» TASK GOAL
Write a continuation of the passage on thankfulness in the Christian faith, picking up after its final sentence.

» QUOTED PASSAGE
Thankfulness is part and parcel of the Christian faith.

We can see this in the Psalms, where thanksgiving is found in virtually every Psalm. The Psalmist reacted with gratitude and exuberance whenever he realized that God had delivered him and his people.

That’s usually the pattern in Scripture. Thanksgiving is offered in connection with an act of salvation. The Psalms and other portions of Scripture associate the giving of thanks with a divine act of mercy.

The Song of Miriam, for example, is a song of deliverance offered after the Children of Israel crossed the Red Sea on dry land while fleeing from the Egyptian armies:

I will sing to the Lord, for He is highly exalted;
The horse and its rider He has hurled into the sea. (Exodus 15:1)

Thanksgiving is a necessary requirement of the Christian life.

Thanksgiving is an impulse that’s built into the fabric of human nature. It’s the way we are; we are made to want to give God thanks. In fact, Paul said in Romans 1:18 and following that the sinners’ refusal to give God the thanks He is due is a reason for their having been given over to rebellion:

For even though they knew God, they did not honor Him as God or give thanks, but they became futile in their speculations, and their foolish heart was darkened… Therefore God gave them over in the lusts of their hearts to impurity… (Romans 1:21, 24)

We are made to acknowledge that God is God. We are made to have fellowship with Him. Adam and Eve knew God, and they walked with Him in the garden. The consequence of mankind’s rebellion, the fall, is that we are alienated from God. The fall represents a curse upon the entire created order, so that the creation itself has now been tainted and shot through with rebellion.

» DATASET EXTRACT

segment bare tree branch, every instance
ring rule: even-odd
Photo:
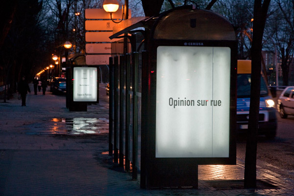
[[[217,2],[217,0],[211,0],[211,1],[210,1],[208,5],[207,5],[205,9],[209,10],[210,9],[211,9],[213,4],[215,4],[216,2]]]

» WRITTEN ANSWER
You are the object of a dramatic rescue operation.

The whole story of the Bible is the story of a rescue operation to bring the creatures of God back into fellowship with their maker. Abraham picked up the mantle of blessings that God had given to Adam and Eve, and God promised that all the nations of the earth would be blessed through Abraham.

Paul explained in Romans 4 that the promise God gave to Abraham was a promise not only for Jews, but also for gentiles—indeed, for all the earth. Abraham, the “father of many nations,” was made an ancestor of Christ Himself. All who believe in Christ are sons and daughters of Abraham by faith. We are brought into the family of Abraham, Jews and gentiles, by virtue of believing in Christ.

The story of Scripture has reached its culmination in the person of Christ. There have been many strange twists in the story, but the rescue operation has now taken place. The long awaited representative of humanity, the son of God, has come. He was rejected by His own; He was crucified. The kings and princes of this world—the Roman authorities and Jewish leaders—conspired against the Lord and His anointed one in fulfillment of Psalm 2, but God has begun a new creation. With the resurrection of Jesus, God begins a new creation:

If anyone is in Christ, behold, a new creation. The old has passed away. The new has come. (2 Corinthians 5:17)

On the basis of God’s rescue of us through Christ, we can now be thankful in all things.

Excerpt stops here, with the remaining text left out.